AIM
Display each line of the data that contains the word "thin".

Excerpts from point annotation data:
▶

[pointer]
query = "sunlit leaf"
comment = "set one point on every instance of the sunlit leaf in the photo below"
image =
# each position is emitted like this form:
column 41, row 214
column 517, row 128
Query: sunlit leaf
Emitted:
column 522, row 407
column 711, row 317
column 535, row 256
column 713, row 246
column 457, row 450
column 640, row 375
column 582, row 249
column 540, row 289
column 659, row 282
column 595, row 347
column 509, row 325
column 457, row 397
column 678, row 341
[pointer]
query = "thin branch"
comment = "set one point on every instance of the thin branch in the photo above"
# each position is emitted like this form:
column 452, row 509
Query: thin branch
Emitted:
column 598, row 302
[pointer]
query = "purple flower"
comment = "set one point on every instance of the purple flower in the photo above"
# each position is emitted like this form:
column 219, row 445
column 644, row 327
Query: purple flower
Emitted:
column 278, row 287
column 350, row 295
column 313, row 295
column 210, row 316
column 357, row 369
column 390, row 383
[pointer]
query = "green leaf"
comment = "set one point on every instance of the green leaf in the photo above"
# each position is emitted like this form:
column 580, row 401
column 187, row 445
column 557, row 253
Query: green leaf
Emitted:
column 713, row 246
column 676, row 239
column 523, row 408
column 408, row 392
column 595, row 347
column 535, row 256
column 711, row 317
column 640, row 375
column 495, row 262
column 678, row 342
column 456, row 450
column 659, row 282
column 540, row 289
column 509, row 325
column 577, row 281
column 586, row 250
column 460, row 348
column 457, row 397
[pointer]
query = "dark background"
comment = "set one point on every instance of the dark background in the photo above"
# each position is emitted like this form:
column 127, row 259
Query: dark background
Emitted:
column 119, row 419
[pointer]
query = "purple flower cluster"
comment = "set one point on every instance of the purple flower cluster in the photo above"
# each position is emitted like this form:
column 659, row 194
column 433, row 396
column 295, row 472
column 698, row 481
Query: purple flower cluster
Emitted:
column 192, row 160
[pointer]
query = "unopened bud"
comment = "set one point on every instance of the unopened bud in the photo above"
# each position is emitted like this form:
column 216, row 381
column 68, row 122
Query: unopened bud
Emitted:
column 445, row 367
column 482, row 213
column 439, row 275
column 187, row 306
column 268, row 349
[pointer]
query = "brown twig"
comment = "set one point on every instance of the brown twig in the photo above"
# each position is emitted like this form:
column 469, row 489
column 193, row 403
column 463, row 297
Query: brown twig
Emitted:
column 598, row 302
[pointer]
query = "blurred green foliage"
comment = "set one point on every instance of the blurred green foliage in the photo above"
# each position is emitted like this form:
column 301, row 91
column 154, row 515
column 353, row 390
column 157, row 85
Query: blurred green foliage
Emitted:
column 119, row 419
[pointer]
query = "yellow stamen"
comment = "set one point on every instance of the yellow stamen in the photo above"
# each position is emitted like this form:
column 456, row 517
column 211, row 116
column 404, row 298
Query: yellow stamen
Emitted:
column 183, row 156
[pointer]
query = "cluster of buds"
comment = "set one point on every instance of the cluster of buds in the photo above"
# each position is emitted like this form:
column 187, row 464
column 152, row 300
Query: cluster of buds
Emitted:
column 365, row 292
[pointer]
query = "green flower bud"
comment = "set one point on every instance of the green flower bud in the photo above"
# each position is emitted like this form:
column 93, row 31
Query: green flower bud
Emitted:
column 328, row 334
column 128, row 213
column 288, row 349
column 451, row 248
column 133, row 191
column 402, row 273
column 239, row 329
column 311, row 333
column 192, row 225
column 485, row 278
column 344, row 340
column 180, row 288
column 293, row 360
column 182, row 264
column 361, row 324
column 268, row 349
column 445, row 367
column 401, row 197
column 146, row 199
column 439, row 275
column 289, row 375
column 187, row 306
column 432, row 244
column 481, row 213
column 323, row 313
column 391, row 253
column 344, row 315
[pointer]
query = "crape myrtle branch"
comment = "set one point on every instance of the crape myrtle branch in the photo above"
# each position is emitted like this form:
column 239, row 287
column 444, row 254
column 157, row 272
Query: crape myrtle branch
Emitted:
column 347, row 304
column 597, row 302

◀
▶

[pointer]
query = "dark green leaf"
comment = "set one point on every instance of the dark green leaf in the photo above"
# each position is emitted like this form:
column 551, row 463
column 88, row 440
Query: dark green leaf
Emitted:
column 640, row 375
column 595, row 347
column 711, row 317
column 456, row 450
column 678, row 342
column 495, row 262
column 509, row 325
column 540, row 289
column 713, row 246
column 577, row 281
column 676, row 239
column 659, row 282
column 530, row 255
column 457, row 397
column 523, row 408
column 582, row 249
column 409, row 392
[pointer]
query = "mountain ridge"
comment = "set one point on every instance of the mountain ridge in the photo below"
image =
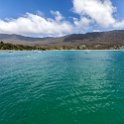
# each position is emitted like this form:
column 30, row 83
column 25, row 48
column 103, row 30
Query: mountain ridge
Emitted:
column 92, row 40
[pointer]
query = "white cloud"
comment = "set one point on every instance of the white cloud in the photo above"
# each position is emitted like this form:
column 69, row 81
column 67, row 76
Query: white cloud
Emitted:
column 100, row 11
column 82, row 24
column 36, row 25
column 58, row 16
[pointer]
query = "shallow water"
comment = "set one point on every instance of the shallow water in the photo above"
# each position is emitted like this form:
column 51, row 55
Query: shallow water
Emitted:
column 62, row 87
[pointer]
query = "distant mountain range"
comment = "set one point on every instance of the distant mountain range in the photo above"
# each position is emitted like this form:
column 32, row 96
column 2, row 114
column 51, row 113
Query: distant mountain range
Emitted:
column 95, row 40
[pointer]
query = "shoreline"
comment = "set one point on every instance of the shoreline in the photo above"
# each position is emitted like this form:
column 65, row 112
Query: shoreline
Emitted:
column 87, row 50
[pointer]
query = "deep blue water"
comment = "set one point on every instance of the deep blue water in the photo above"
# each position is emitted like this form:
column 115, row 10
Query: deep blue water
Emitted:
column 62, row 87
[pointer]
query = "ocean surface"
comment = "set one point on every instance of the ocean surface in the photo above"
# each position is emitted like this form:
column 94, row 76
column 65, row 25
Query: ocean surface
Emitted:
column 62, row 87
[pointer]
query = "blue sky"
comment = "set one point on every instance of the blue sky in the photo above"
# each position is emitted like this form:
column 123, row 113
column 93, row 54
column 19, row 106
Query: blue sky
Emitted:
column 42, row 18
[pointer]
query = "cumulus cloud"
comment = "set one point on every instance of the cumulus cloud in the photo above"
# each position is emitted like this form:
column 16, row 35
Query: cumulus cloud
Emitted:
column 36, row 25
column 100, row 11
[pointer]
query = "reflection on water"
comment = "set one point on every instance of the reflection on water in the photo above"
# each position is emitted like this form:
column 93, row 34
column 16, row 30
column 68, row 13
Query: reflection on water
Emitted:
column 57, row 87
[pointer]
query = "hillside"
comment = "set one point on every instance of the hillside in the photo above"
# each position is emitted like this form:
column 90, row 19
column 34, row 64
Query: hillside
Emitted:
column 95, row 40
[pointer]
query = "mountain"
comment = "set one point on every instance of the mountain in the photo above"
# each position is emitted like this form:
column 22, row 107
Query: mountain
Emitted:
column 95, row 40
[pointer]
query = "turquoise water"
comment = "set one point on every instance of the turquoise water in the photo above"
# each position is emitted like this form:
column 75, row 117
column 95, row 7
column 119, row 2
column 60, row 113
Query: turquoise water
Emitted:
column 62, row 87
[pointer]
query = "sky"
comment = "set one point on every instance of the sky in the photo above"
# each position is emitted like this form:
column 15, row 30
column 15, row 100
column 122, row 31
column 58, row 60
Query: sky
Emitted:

◀

ANSWER TO THIS EXERCISE
query = "thin branch"
comment = "set one point on every instance of the thin branch in the photo above"
Query: thin branch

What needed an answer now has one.